Excerto selecionado:
# # # #

Maioria de direita e maioria relativa ou absoluta do PSD? Talvez esteja enganado, mas parece-me difícil.

Santos ou Carneiro?

Estarei enganado, é claro, mas com Carneiro ou Santos o PS pode voltar a governar com o seu radical conservadorismo. O conservadorismo radical do PS significa tudo na mesma, «tudo para os nossos e umas caridades para o povo», e nenhuma reforma, e nenhum crescimento, e nenhuma solução para saúde, educação ou habitação, e a ocupação de todos os órgãos e serviços do Estado, e a ocupação de todas as instituições a que caberia a vigilância dos órgãos e serviços do Estado, e a ocupação de todos os órgãos de comunicação social quando a mera reverência for considerada insatisfatória. E cem alqueires de propaganda. Em resumo, o Portugal dos brandos costumes, do brando progresso, das brandas esmolas, do brando empobrecimento, da branda apatia, e da voraz corrupção e tráfico de influências. Óptimo para o PS – para o país nem tanto.

Montenegro ou Ventura? (e a bolha)

Ou muito me engano ou a força combinada da pusilanimidade do PSD, por um lado, e, por outro, da cínica promoção do Chega por socialistas e media a fim de, mediante terrores e fantasmas, manterem afastada a direita cravando-lhe o ferrete do extremismo… essa força combinada virar-se-á contra os feiticeiros e fará do Chega o primeiro partido. Não o primeiro partido da direita; o primeiro partido, ponto. Devido à timidez do PSD e devido a outras coisas.

[Ignoro aqui, por erro grosseiro e por julgar que o PSD tem culpas, a espessa cobertura de silêncio e invisibilidade que as televisões impõem a toda a oposição aos socialistas.]

Outras coisas?! Mas que outras coisas?

Ora, as minhas ilusões!

# # # #

Tarefa a realizar: Reescreva tudo desde "Estarei enganado, é" até "(e a bolha)" no excerto selecionado, trocando "cem alqueires" por "mil alqueires".

Dados fornecidos:
# # # #

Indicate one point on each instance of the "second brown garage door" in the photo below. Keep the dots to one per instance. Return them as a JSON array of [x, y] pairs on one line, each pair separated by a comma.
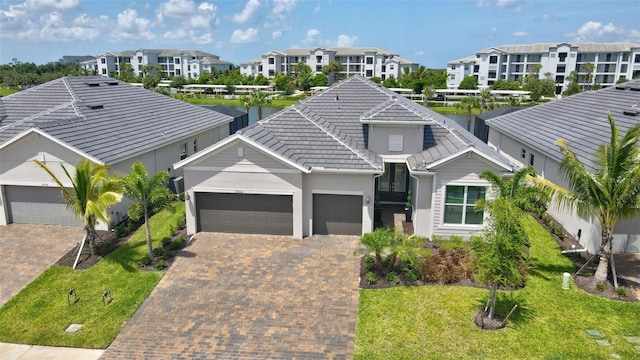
[[245, 213], [337, 214]]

# # # #

Resposta correta:
Estarei enganado, é claro, mas com Carneiro ou Santos o PS pode voltar a governar com o seu radical conservadorismo. O conservadorismo radical do PS significa tudo na mesma, «tudo para os nossos e umas caridades para o povo», e nenhuma reforma, e nenhum crescimento, e nenhuma solução para saúde, educação ou habitação, e a ocupação de todos os órgãos e serviços do Estado, e a ocupação de todas as instituições a que caberia a vigilância dos órgãos e serviços do Estado, e a ocupação de todos os órgãos de comunicação social quando a mera reverência for considerada insatisfatória. E mil alqueires de propaganda. Em resumo, o Portugal dos brandos costumes, do brando progresso, das brandas esmolas, do brando empobrecimento, da branda apatia, e da voraz corrupção e tráfico de influências. Óptimo para o PS – para o país nem tanto.

Montenegro ou Ventura? (e a bolha)